/---

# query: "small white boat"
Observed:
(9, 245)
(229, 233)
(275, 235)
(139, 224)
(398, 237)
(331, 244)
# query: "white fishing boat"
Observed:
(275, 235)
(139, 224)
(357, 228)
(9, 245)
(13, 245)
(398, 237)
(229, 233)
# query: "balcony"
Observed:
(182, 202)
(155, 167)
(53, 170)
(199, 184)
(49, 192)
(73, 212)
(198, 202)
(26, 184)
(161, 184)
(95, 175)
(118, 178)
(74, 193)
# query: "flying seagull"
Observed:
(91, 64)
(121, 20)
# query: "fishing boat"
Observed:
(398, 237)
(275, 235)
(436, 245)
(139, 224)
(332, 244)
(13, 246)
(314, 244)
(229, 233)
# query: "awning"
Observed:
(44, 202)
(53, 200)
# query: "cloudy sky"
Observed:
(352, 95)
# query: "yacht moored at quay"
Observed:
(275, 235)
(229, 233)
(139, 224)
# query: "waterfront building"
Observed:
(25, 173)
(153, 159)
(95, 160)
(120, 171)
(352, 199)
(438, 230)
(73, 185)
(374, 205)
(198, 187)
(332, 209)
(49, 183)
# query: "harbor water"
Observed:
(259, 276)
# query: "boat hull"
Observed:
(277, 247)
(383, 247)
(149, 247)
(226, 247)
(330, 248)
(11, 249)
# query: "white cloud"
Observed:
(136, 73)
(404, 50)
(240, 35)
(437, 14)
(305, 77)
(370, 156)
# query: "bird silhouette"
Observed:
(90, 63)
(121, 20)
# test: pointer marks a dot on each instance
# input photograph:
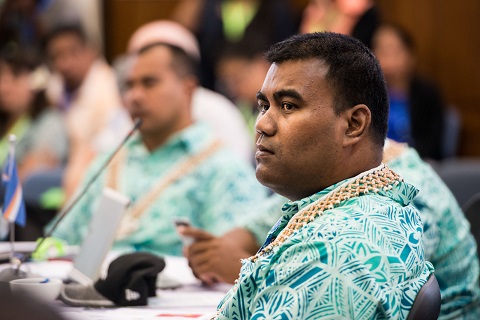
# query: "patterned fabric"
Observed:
(215, 196)
(361, 260)
(448, 242)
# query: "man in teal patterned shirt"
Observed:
(172, 167)
(448, 242)
(348, 244)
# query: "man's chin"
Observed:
(264, 176)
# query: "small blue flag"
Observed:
(13, 205)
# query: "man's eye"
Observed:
(287, 106)
(262, 107)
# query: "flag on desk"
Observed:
(13, 205)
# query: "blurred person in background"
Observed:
(172, 167)
(207, 106)
(416, 106)
(240, 71)
(357, 18)
(217, 23)
(41, 138)
(26, 112)
(85, 89)
(27, 21)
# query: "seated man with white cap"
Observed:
(207, 106)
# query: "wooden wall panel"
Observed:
(447, 34)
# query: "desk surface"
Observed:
(188, 300)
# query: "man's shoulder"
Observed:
(371, 220)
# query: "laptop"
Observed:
(87, 264)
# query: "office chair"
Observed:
(427, 303)
(472, 213)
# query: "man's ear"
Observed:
(358, 118)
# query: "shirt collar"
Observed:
(191, 139)
(402, 193)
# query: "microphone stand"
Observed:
(71, 204)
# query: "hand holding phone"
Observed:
(184, 222)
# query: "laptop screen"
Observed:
(99, 240)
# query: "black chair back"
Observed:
(472, 213)
(428, 301)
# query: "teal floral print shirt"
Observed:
(363, 259)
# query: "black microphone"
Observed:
(71, 205)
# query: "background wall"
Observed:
(447, 34)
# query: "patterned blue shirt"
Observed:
(360, 260)
(216, 195)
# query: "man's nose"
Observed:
(266, 123)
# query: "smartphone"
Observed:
(181, 222)
(184, 222)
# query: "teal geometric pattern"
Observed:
(361, 260)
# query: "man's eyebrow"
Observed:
(287, 93)
(261, 96)
(278, 95)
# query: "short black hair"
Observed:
(75, 29)
(354, 73)
(182, 63)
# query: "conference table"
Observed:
(179, 294)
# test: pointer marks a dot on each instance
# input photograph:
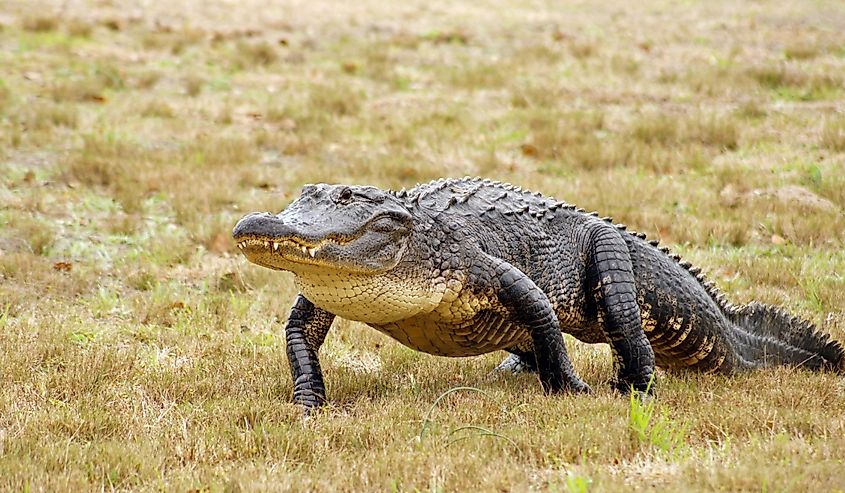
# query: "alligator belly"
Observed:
(484, 333)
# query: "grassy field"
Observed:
(140, 351)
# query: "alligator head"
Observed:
(345, 229)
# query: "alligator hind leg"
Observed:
(528, 305)
(518, 362)
(610, 279)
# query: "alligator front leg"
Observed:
(306, 330)
(610, 279)
(529, 306)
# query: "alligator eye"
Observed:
(345, 195)
(383, 225)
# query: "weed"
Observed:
(655, 430)
(833, 134)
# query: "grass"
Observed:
(141, 352)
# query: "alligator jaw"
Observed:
(285, 249)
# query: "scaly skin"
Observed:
(466, 266)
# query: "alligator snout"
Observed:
(261, 224)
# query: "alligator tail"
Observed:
(767, 336)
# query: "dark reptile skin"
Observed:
(529, 268)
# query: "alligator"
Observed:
(462, 267)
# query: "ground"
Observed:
(140, 351)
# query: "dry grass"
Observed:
(139, 352)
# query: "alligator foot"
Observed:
(515, 363)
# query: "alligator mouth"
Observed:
(289, 249)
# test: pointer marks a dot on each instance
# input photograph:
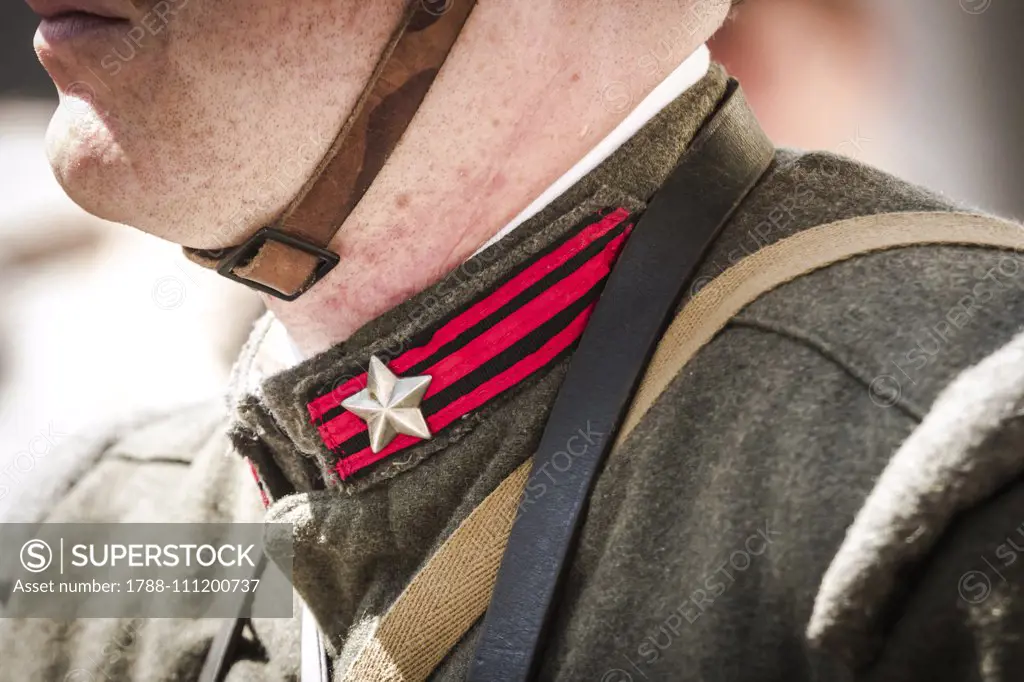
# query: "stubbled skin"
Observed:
(202, 125)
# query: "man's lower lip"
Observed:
(76, 25)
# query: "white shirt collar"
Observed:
(679, 81)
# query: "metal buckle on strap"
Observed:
(246, 252)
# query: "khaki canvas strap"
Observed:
(454, 588)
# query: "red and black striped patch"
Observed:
(521, 327)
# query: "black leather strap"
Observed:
(724, 162)
(225, 642)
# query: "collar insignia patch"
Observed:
(523, 326)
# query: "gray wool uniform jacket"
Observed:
(706, 547)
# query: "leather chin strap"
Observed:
(287, 258)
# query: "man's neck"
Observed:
(500, 132)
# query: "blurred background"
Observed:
(97, 322)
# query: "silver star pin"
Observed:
(389, 406)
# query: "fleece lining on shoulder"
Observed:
(968, 446)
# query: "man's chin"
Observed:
(86, 160)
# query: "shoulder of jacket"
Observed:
(171, 436)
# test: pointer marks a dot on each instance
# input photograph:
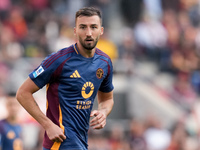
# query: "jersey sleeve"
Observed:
(44, 72)
(107, 85)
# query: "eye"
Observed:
(82, 27)
(94, 27)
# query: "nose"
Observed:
(89, 32)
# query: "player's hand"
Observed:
(99, 120)
(55, 133)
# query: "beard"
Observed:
(89, 46)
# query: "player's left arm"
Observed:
(105, 105)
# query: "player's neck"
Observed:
(84, 52)
(12, 120)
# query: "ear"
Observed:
(75, 31)
(102, 30)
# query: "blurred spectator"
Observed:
(182, 93)
(10, 129)
(156, 135)
(147, 34)
(17, 23)
(136, 135)
(131, 16)
(117, 139)
(109, 47)
(178, 138)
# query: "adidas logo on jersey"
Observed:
(75, 74)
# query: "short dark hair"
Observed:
(89, 11)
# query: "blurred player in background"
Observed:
(10, 129)
(73, 77)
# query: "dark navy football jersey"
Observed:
(10, 136)
(72, 82)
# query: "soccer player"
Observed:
(10, 129)
(73, 77)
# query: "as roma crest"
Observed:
(99, 73)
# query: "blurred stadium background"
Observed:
(155, 48)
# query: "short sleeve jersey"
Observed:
(10, 136)
(72, 82)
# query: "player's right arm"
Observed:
(25, 98)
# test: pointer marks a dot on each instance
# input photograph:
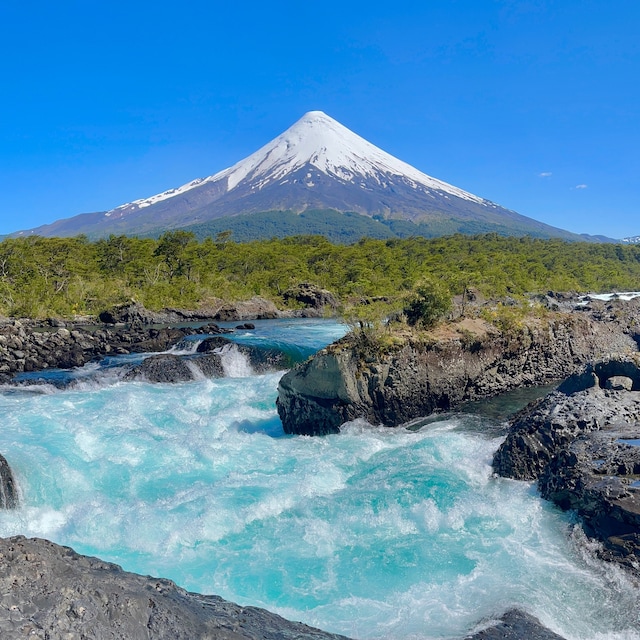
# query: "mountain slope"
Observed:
(317, 164)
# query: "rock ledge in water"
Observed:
(49, 591)
(459, 361)
(582, 444)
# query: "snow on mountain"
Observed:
(315, 165)
(323, 143)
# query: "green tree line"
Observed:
(41, 277)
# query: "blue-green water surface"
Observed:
(373, 532)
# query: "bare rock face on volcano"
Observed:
(316, 164)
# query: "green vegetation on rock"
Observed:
(42, 277)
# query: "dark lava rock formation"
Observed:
(26, 346)
(49, 591)
(515, 625)
(463, 360)
(582, 444)
(8, 489)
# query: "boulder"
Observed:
(49, 591)
(8, 488)
(580, 405)
(210, 344)
(164, 367)
(254, 309)
(132, 313)
(582, 444)
(458, 361)
(596, 475)
(515, 625)
(310, 295)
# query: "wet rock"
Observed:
(464, 361)
(579, 406)
(210, 344)
(162, 368)
(256, 308)
(619, 383)
(310, 295)
(515, 625)
(582, 444)
(49, 591)
(8, 488)
(597, 475)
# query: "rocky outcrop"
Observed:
(213, 363)
(582, 444)
(164, 367)
(310, 295)
(254, 309)
(463, 360)
(8, 489)
(49, 591)
(582, 404)
(28, 347)
(515, 625)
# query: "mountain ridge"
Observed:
(316, 164)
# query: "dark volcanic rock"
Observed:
(255, 308)
(598, 476)
(515, 625)
(310, 295)
(582, 444)
(210, 344)
(467, 360)
(8, 489)
(26, 347)
(132, 313)
(579, 406)
(49, 591)
(164, 367)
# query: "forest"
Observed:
(63, 277)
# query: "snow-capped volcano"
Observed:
(316, 144)
(316, 164)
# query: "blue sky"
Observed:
(533, 104)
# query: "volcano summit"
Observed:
(313, 171)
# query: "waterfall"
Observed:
(235, 363)
(8, 488)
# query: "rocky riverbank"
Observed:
(470, 358)
(26, 346)
(51, 592)
(581, 444)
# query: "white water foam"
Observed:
(235, 363)
(373, 532)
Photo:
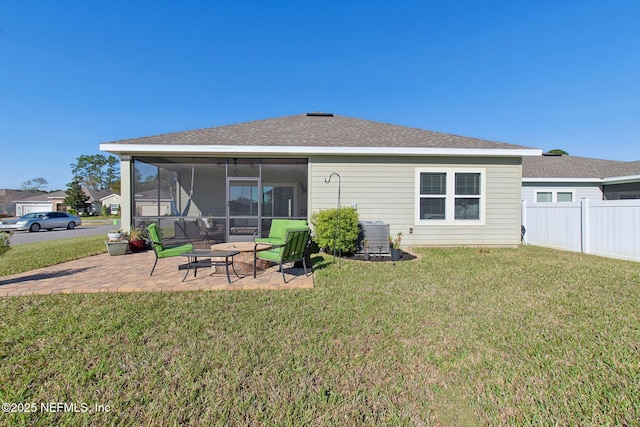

\---

* WHAT YOU SHOULD DO *
Find the string "surface" in the records, then copy each line where it occurs.

* PROBLEM SOLUTION *
# query: "desk surface"
# query: "blue-green water surface"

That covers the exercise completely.